» **Brief**
Lay out these lines as a Markdown table with two columns, Row and Line, numbering each row and omitting blank lines.

» **Data provided**
◆ ◆ ◆ ◆ ◆

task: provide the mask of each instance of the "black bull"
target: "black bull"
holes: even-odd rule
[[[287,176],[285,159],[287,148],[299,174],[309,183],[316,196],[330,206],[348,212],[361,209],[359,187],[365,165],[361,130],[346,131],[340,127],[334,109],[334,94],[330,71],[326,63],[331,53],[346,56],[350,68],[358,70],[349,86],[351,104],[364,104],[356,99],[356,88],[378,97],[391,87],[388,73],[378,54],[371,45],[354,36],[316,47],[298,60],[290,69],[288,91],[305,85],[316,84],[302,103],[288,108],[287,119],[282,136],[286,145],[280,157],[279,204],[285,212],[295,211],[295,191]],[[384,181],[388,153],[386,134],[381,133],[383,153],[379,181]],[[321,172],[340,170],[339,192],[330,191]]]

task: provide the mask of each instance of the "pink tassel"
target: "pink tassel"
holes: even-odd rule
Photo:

◆ ◆ ◆ ◆ ◆

» **Task output**
| Row | Line |
|---|---|
| 1 | task: provide the mask of each instance of the "black bull" |
| 2 | target: "black bull" |
| 3 | holes: even-odd rule |
| 4 | [[[287,176],[285,159],[287,148],[299,174],[309,183],[316,196],[330,206],[348,212],[361,209],[359,187],[365,165],[361,130],[346,131],[340,127],[334,109],[334,94],[330,71],[326,63],[331,53],[346,56],[350,68],[358,70],[349,86],[351,104],[364,104],[356,99],[356,88],[378,97],[391,87],[388,73],[378,54],[371,45],[354,36],[316,47],[298,60],[290,69],[288,91],[305,85],[316,84],[302,103],[288,108],[287,119],[282,136],[286,145],[280,157],[279,204],[285,212],[295,211],[295,191]],[[384,181],[388,153],[386,134],[381,133],[383,153],[379,181]],[[321,172],[340,170],[339,192],[330,191]]] |
| 5 | task: provide the mask of each instance of the "pink tassel" |
| 6 | target: "pink tassel" |
| 7 | holes: even-odd rule |
| 8 | Photo: |